Kata folklor berasal dari bahasa Inggris folklore, yang merupakan kata majemuk yang berasal dari dua kata dasar folk dan lore.
Beberapa pengertian folklor dari tokoh:
Menurut Alan Dundes, Folk berarti sekelompok orang yang
memiliki ciri-ciri pengenal fisik, sosial, kebudayaan sehingga dapat
dibedakan dari kelompok-kelompok lainnya. Sedangkan lore adalah tradisi
folk, yaitu sebagian kebudayaannya yang diwariskan secara turun-temurun
secara lisan atau melalui suatu contoh yang disertai dengan gerak
isyarat atau alat pembantu pengingat.
Leach dan Jerome Dalam bukunya berjudul Dictionary of Folklore Mythology and Legend, yaitu:
a. Folklor mencakup kreasi tradisional masyarakat primitif (sederhana) maupun beradab.
b. Folklor adalah ilmu tentang kepercayaan tradisional, cerita-cerita
takhyul yang semuanya berkaitan dengan hal-hal yang supranatural.
Danandjaja berpendapat Folklor secara keseluruhan
adalah sebagian kebudayaan suatu kolektif, yang tersebar dan diwariskan
turun-temurun, di antara kolektif macam apa saja, secara tradisional
dalam versi yang berbeda, baik dalam bentuk lisan maupun contoh yang
disertai dengan gerak isyarat atau alat pembantu pengingat.
Secara keseluruhan folklor dapat didefinisikan yaitu sebagian
kebudayaan suatu kolektif, yang tersebar dan diwariskan turun temurun,
di antara kolektif macam apa saja, secara tradisional dalam versi yang
berbeda, baik dalam bentuk lisan maupun contoh yang disertai dengan
gerak isyarat atau alat pembantu. Folklor dimaksudkan sebagai sekumpulan
ciptaan tradisional, baik yang dibuat oleh kelompok maupun perorangan
dalam masyarakat, yang menunjukkan identitas sosial dan budayanya
berdasarkan standar dan nilai-nilai yang diucapkan atau diikuti secara
turun temurun.
Folklor sebagai bagian dari kebudayaan suatu kolektif, tentunya
memiliki ciri- ciri tersendiri yang merupakan identitas pembeda dengan
kebudayaan yang lain. Ciri-ciri pengenal folklor telah banyak
dikemukakan oleh para ahli seperti Brunvand dan Carvalho-Neto, ciri-ciri
pengenal yang dikemukakan mereka kemudian dirumuskan oleh Danandjaja
(2002), yaitu:
a. Penyebaran dan pewarisannya biasanya dilakukan secara lisan, yakni
disebarkan melalui tutur kata dari mulut ke mulut (atau dengan suatu
contoh yang disertai dengan gerak isyarat, dan alat pembantu pengingat)
dari satu generasi ke generasi berikutnya.
b. Folklor bersifat tradisional, yakni disebarkan dalam bentuk relatif
tetap atau dalam bentuk standar. Disebarkan di antara kolektif tertentu
dalam waktu yang cukup lama (paling sedikit dua generasi).

▶ **Data Hasil Ekstraksi**
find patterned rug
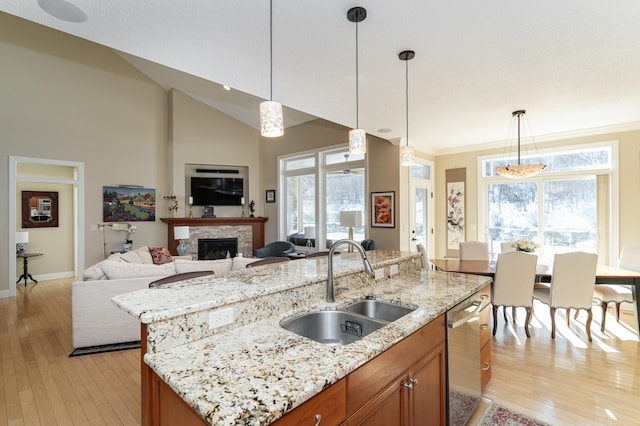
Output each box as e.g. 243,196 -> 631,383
479,402 -> 550,426
69,341 -> 140,357
449,389 -> 480,426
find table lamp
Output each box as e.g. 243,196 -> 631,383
173,226 -> 189,256
304,225 -> 316,250
340,210 -> 362,253
16,231 -> 29,254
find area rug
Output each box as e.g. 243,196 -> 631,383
69,340 -> 140,357
479,402 -> 550,426
449,390 -> 480,426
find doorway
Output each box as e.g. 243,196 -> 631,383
6,156 -> 84,297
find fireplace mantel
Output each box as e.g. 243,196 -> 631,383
160,217 -> 269,255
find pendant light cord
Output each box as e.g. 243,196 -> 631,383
404,56 -> 409,146
356,21 -> 360,129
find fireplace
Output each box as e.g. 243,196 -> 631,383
198,238 -> 238,260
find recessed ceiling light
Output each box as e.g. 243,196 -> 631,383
38,0 -> 87,23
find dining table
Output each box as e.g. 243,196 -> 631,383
429,258 -> 640,332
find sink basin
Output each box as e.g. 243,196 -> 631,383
347,299 -> 416,322
280,311 -> 387,346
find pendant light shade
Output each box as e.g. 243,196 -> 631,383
495,109 -> 547,179
260,0 -> 284,138
398,50 -> 416,167
260,101 -> 284,138
347,7 -> 367,154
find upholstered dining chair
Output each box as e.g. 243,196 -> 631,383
593,246 -> 640,333
500,241 -> 516,253
416,243 -> 429,269
491,251 -> 538,337
458,241 -> 489,260
533,252 -> 598,342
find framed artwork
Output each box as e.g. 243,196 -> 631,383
102,186 -> 156,222
266,189 -> 276,203
22,191 -> 58,228
445,168 -> 467,257
371,191 -> 396,228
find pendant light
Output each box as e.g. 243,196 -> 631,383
398,50 -> 416,166
260,0 -> 284,138
495,109 -> 547,179
347,7 -> 367,154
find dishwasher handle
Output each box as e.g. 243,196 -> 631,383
447,300 -> 482,328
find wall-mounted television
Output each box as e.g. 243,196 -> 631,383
191,176 -> 244,206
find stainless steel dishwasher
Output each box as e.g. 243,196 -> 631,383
447,294 -> 482,426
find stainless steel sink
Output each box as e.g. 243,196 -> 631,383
280,311 -> 387,346
347,299 -> 416,322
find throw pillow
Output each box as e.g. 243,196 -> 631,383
102,262 -> 176,280
174,259 -> 232,274
134,246 -> 153,265
149,247 -> 173,265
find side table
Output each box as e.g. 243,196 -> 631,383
16,253 -> 42,287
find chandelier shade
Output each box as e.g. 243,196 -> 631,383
494,109 -> 547,179
260,0 -> 284,138
347,7 -> 367,154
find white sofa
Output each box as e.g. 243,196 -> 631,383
71,247 -> 260,349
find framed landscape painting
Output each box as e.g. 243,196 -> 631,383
371,191 -> 396,228
102,186 -> 156,222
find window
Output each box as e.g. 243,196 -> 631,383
279,146 -> 366,248
479,143 -> 617,263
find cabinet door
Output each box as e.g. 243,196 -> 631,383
346,375 -> 409,426
409,345 -> 447,426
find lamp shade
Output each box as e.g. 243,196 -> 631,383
260,101 -> 284,138
173,226 -> 189,240
340,210 -> 362,228
16,231 -> 29,244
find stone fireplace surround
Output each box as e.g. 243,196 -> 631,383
160,217 -> 268,259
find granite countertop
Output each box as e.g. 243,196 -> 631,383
140,264 -> 489,425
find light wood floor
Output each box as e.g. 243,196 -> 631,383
0,280 -> 640,425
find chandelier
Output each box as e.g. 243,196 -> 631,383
495,109 -> 547,179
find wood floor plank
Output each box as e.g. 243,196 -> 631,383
0,279 -> 640,426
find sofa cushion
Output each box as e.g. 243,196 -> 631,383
231,257 -> 261,271
149,247 -> 173,265
173,259 -> 233,274
102,262 -> 176,280
82,253 -> 124,281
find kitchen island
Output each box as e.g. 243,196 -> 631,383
114,251 -> 489,425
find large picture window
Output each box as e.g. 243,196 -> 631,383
479,143 -> 617,263
279,146 -> 366,250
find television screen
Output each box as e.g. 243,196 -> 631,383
191,177 -> 244,206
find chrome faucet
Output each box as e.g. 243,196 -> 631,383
327,239 -> 373,303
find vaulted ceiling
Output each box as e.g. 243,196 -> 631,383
0,0 -> 640,154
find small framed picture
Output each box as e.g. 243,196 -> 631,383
266,189 -> 276,203
371,191 -> 396,228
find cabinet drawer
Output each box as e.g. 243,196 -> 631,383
273,379 -> 347,426
479,306 -> 491,348
347,315 -> 446,415
478,284 -> 491,309
480,344 -> 491,390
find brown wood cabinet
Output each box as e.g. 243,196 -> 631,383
143,315 -> 446,426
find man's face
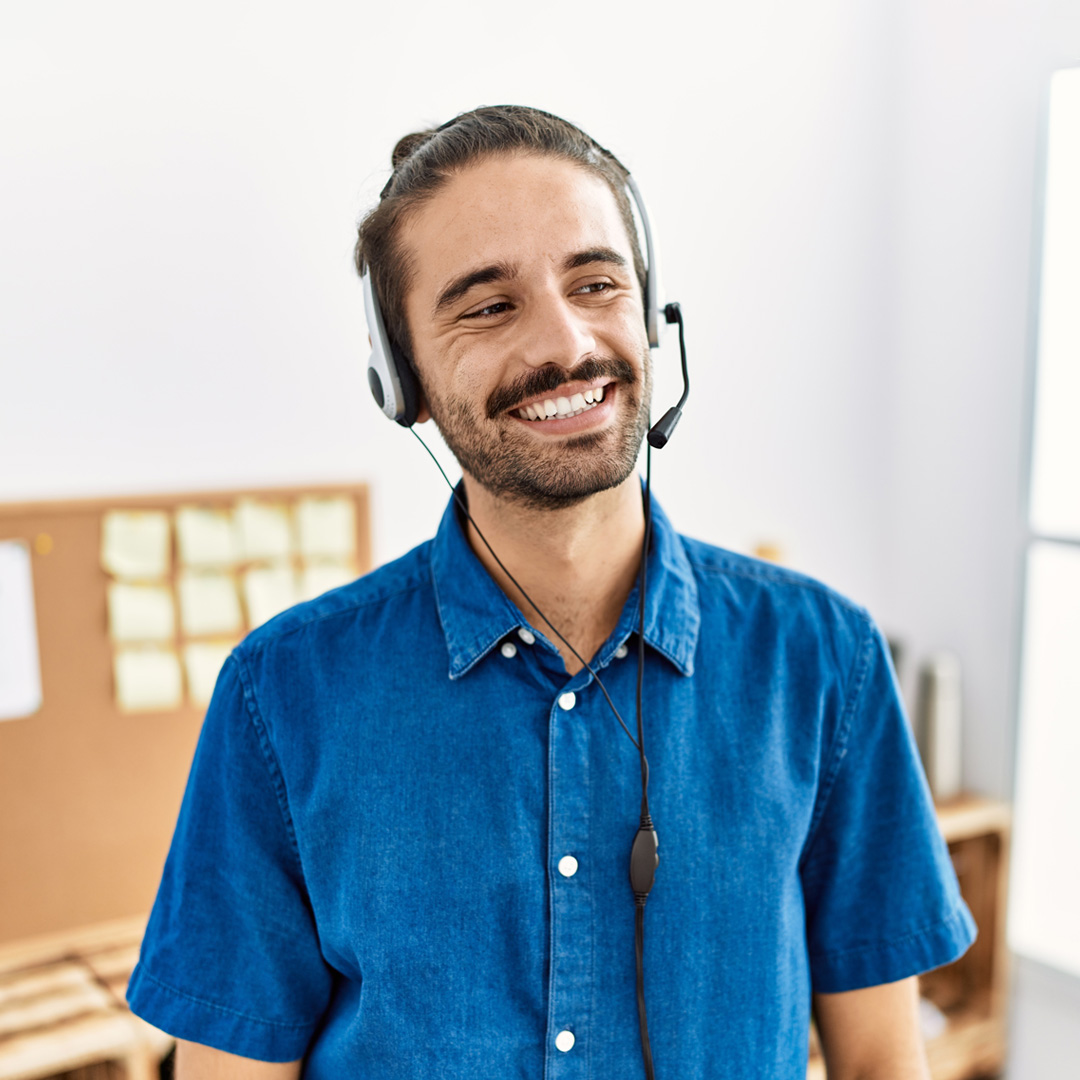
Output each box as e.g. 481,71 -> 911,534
402,156 -> 651,509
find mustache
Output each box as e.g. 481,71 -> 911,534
487,356 -> 637,420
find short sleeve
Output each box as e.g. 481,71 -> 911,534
801,619 -> 975,993
127,653 -> 332,1062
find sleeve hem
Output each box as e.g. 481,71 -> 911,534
127,963 -> 314,1062
810,901 -> 976,994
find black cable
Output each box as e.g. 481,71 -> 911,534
634,903 -> 654,1080
631,443 -> 656,1080
636,443 -> 652,824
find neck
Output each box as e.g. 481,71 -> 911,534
464,473 -> 645,675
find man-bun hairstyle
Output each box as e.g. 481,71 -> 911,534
354,105 -> 645,363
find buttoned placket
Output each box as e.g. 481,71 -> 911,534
544,672 -> 595,1080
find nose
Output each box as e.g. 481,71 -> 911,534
522,288 -> 596,368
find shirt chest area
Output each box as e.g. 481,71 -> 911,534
274,637 -> 816,964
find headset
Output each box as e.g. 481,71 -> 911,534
361,145 -> 690,1080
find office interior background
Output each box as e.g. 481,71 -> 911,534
0,0 -> 1080,1080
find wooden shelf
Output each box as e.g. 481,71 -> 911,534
0,918 -> 173,1080
807,796 -> 1012,1080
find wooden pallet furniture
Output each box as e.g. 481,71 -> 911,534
807,795 -> 1012,1080
0,917 -> 173,1080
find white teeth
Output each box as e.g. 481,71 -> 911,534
517,387 -> 604,420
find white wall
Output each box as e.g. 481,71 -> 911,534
0,0 -> 889,606
882,0 -> 1080,795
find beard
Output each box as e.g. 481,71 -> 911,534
428,352 -> 652,510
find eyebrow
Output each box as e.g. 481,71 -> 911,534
563,247 -> 626,270
432,247 -> 627,315
432,262 -> 517,315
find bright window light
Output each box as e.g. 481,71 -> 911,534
1031,68 -> 1080,538
1009,541 -> 1080,975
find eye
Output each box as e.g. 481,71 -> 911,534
461,300 -> 510,319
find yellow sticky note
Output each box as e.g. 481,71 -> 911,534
176,507 -> 239,567
109,581 -> 176,642
233,499 -> 293,563
184,642 -> 235,705
296,495 -> 356,559
176,570 -> 243,637
102,510 -> 172,579
300,561 -> 356,600
244,564 -> 299,627
112,645 -> 183,713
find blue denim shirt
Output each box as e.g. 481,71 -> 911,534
129,494 -> 974,1080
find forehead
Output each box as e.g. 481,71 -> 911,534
401,154 -> 633,299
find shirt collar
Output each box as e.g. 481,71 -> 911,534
431,485 -> 701,679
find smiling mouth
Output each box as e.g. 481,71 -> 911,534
513,387 -> 604,420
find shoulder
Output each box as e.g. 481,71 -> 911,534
680,537 -> 879,667
235,540 -> 433,661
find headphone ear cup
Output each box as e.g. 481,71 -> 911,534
393,349 -> 420,428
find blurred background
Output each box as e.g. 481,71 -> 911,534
0,0 -> 1080,1080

▶ **Soal Latihan**
1/ Terjemahkan kalimat berikut dari teks bacaan tentang folklor ke dalam bahasa Inggris: "Kata folklor berasal dari bahasa Inggris folklore, yang merupakan kata majemuk yang berasal dari dua kata dasar folk dan lore."
2/ Teruskan teks bacaan tentang folklor mulai dari kalimat terakhirnya.
Data di atas tidak dipakai dalam latihan ini.

▶ **Kunci Jawaban**
1/ The word folklor comes from the English word folklore, which is a compound word derived from two base words, folk and lore.

2/
c. Folklor ada (exist) dalam versi-versi bahkan varian-varian yang
bebeda. Hal ini diakibatkan oleh cara penyebarannya dari mulut ke mulut
(lisan), biasanya bukan melalui cetakan atau rekaman, sehingga oleh
proses lupa diri manusia atau proses interpolasi, folklor dengan mudah
dapat mengalami perubahan. Walaupun demikian perbedaannya hanya terletak
pada bagian luarnya saja, sedangkan bentuk dasarnya dapat tetap
bertahan.
d. Folklor bersifat anonim, yaitu nama penciptanya sudah tidak diketahui orang lagi.
e. Folklor biasanya mempunyai bentuk berumus atau berpola. Cerita
rakyat, misalnya, selalu mempergunakan kata-kata klise seperti “bulan
empat belas” untuk menggambarkan kecantikan seorang gadis dan “seperti
ular berbelit-belit” untuk menggambarkan kemarahan seseorang, atau
ungkapan-ungkapan tradisional, ulangan-ulangan, dan kalimat-kalimat atau
kata-kata pembukaan dan penutupan yang baku, seperti kata “sahibul
hikayat … dan mereka pun hidup bahagia untuk seterusnya,” atau “Menurut
empunya cerita … demikianlah konon” atau dalam dongeng Jawa banyak
dimulai dengan kalimat Anuju sawijining dina (pada suatu hari), dan
ditutup dengan kalimat : A lan B urip rukun bebarengan kayo mimi lan
mintuna (A dan B hidup rukun bagaikan mimi jantan dan mimi betina).
f. Folklor mempunyai kegunaan (function) dalam kehidupan bersama suatu
kolektif. Cerita rakyat, misalnya mempunyai kegunaan sebagai alat
pendidik, pelipur lara, protes sosial, dan proyeksi keinginan terpendam.
g. Folklor bersifat pralogis, yaitu mempunyai logika sendiri yang tidak
sesuai dengan logika umum. Ciri pengenal ini terutama berlaku bagi
folklor lisan sebagai.
h. Folklor menjadi milik bersama (collective) dari kolektif tertentu.
Hal ini sudah tentu diakibatkan karena penciptanya yang pertama sudah
tidak diketahui lagi, sehingga setiap anggota kolektif yang bersangkutan
merasa memilikinya.
i. Folklor pada umumnya bersifat polos dan lugu, sehingga seringkali
kelihatannya kasar, terlalu spontan. Hal ini dapat dimengerti apabila
mengingat bahwa banyak folklor merupakan proyeksi emosi manusia yang
paling jujur manifestasinya
Menurut Jan Harold Brunvand dalam Danandjaja (2002) seorang ahli
folklor AS, folklor dapat digolongkan ke dalam tiga kelompok besar
berdasarkan tipenya: (1) folkor lisan (verbal folklore), (2) folklor
sebagian lisan (partly verbal folklore), dan (3) folklor bukan lisan
(non verbal folklore). Selanjutnya pengelompokan ini diuraikan oleh
Danandjaja (2002), seperti yang dikemukakan berikut ini:
Folklor lisan
Folklor lisan bentuknya murni lisan. Bentuk-bentuk (genre) folklor yang
termasuk pada kelompok ini antara lain : (1) bahasa rakyat (folk speech)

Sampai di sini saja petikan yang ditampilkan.